Photo-based referring expression data
>>>>>
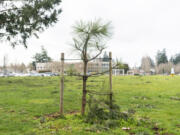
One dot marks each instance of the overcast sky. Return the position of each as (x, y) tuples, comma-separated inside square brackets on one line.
[(140, 27)]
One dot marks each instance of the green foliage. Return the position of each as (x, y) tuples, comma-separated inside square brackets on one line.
[(71, 70), (89, 39), (42, 57), (121, 65), (19, 20), (175, 59), (161, 57)]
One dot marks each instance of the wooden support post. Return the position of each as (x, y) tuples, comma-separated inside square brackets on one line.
[(62, 84), (110, 79)]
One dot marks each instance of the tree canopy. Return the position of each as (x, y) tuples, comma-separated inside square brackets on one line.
[(42, 57), (89, 42), (161, 57), (176, 59), (19, 20)]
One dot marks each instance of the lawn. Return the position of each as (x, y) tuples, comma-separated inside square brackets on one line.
[(28, 105)]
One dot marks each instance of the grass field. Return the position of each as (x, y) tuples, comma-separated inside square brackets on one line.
[(28, 105)]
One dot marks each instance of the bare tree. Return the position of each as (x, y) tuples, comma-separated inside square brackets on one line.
[(89, 42)]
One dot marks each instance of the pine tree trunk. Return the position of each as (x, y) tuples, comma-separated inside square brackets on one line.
[(84, 92)]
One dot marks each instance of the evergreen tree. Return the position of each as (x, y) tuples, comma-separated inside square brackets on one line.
[(176, 59), (161, 57), (42, 57), (19, 20)]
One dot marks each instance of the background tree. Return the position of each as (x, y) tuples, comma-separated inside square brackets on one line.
[(89, 42), (41, 57), (164, 68), (161, 57), (20, 19), (147, 64)]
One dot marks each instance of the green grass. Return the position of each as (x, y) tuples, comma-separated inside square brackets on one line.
[(26, 101)]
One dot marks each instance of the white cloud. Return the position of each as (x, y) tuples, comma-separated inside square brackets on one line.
[(141, 27)]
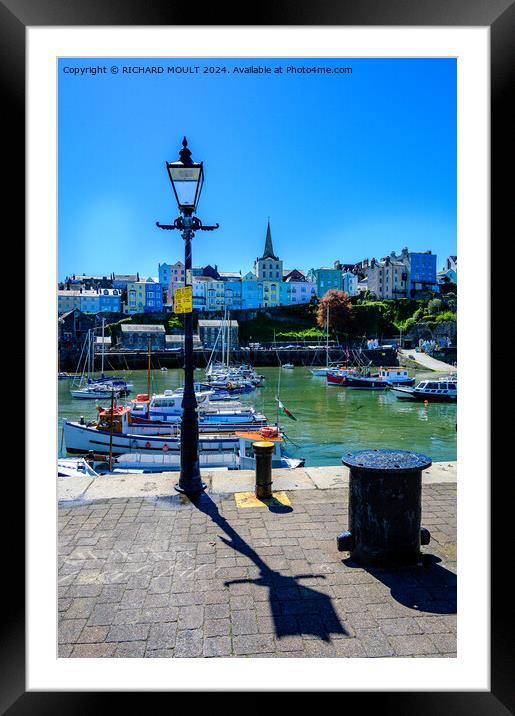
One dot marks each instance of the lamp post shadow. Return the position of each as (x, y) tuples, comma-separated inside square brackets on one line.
[(296, 609)]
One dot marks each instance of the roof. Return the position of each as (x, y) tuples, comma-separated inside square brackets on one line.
[(88, 294), (216, 324), (135, 328), (230, 274), (179, 338)]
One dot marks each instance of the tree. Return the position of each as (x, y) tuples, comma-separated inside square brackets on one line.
[(340, 310), (434, 306)]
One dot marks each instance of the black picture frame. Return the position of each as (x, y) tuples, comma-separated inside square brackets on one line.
[(499, 15)]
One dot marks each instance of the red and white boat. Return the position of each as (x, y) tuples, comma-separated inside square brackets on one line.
[(339, 376)]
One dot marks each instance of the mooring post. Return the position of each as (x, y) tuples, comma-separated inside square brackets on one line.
[(385, 490), (263, 453)]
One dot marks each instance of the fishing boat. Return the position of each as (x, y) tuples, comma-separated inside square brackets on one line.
[(396, 376), (92, 387), (96, 391), (339, 376), (150, 424), (365, 382), (155, 453), (75, 467), (443, 390)]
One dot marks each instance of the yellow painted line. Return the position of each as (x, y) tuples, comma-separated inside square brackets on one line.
[(249, 499)]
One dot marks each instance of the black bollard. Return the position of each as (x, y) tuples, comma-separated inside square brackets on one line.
[(263, 453), (385, 491)]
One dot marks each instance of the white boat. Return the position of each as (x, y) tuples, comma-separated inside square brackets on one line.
[(94, 388), (157, 453), (321, 371), (95, 392), (75, 467), (441, 390)]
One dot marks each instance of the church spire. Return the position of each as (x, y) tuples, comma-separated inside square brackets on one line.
[(269, 249)]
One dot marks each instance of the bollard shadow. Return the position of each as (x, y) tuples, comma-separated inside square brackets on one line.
[(296, 609), (428, 587)]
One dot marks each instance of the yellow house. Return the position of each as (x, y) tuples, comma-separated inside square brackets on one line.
[(271, 293), (136, 297), (67, 301)]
<<<<<
## What you will do
Please write out all of the data verbatim, with no pictures in the copy.

## Response
One dot marks each instance of the overcast sky. Return the position of each as (x, y) tuples, comma-separated inside square brackets on one line.
[(140, 27)]
One dot marks each instance of the green foliage. Return the position of each as (x, y) tuples, comma-separated inside square brackets on one line.
[(71, 70), (89, 39), (42, 57), (121, 65), (19, 20), (175, 59), (161, 57)]
One dot marks each instance of the wooden support post. Return the position of each as (x, y) tuples, comma-separated inside square brackets on one line.
[(62, 84), (110, 79)]
One dot marks each instance of the tree canopy. Return the position of each as (x, y) tuples, comma-separated inside square brackets on one line.
[(42, 57), (89, 42), (161, 57), (176, 59), (19, 20)]
One dot marks each instance of the lawn. Return the position of each as (x, y) tuples, comma-separated inside square brackets on one line.
[(28, 105)]
One dot marks each instance of the grass field. Return the position of each as (x, y) tuples, comma-separated inside square brackets on one line.
[(28, 105)]
One dot marks each instance of the bare tree. Return the position of each as (x, y) tuples, comma-separated inside square brackets on one line.
[(89, 42)]
One dot marks each instance of the pine tree trunk. Return the position of each as (x, y) tuples, comma-separated inside square brackets on one line.
[(84, 92)]
One dot marks each instance of the evergreen tree. Return the position of each as (x, y) tuples, comma-separated inside square brackets on one line.
[(176, 59), (161, 57), (42, 57), (19, 20)]
One dot marks each instance of the background tree. Return the position of each as (x, y) tuples, comma-separated inside square brackets on one line.
[(89, 42), (41, 57), (164, 68), (161, 57), (20, 19), (147, 64)]
One dot marks each instance of the green grass. Return the position of each as (x, y) tuples, comma-separated inside square brackets on one line.
[(26, 101)]
One dot marks each instance of the white cloud. Return the position of each as (x, y) tuples, comma-separated inside square brackets on one line.
[(141, 27)]
One dot marks each instance of the lamp post shadow. Return the position of each as (x, y) tuples, comma-separated inside square brackets on one line.
[(296, 609)]
One dot marks each instance of the roof. Return the position of each as (x, y) tuples, comma-separated inside square brackets on one line.
[(88, 294), (216, 324), (135, 328), (230, 274), (179, 338)]
One dot marks each instance of the tree. Return the position of each as (x, y) tuples, comma-separated inside square brackets on one line.
[(340, 310), (434, 306)]
One dot marks each instance of the black picture frame. Return the position of each as (x, y) tuples, comma-separated inside square brackets on one line.
[(499, 15)]
One dot marks each instance of the red and white boat. Return the position of each as (x, y) tuples, comma-separated inside square brackets on one line.
[(339, 376)]
One dot marks each instance of the mooring post. Return the position of each as (x, y) tuples, comma-separated inside square brackets on one line.
[(385, 490), (263, 453)]
One dot marks each instance of the fishing boat. Return the position of each as (x, y) tuples, comma-separated inside square brackets on one line.
[(396, 376), (92, 387), (96, 391), (339, 376), (150, 424), (365, 382), (155, 453), (75, 467), (443, 390)]
One dot marks each instance of the yellow painted line. Return the position of each as (x, y) tuples, comma-separated inside square brackets on one line.
[(249, 499)]
One dot marks each instance of the black bollard. Return the position of each as (x, y) tuples, comma-separated inside square brackets on one line.
[(263, 453), (385, 491)]
One dot marks each instance of the white boat. Return the position of each as (x, y) tuples, comma-separated inside square brackets on one line.
[(94, 388), (157, 453), (321, 371), (95, 392), (75, 467), (441, 390)]
One dot marks each instance of the church spire. Return the position of each as (x, y) tuples, comma-separated inside square brackets on one line.
[(269, 249)]
One dot marks each instance of the bollard shadow. Return the position of each as (x, y) tuples, comma-separated inside square brackets on one line.
[(296, 609), (428, 587)]
One dot marks each instance of the yellow house. Return the position of each as (x, y) tuples, comma-separated inside square brackets on one line.
[(271, 293), (136, 297), (67, 301)]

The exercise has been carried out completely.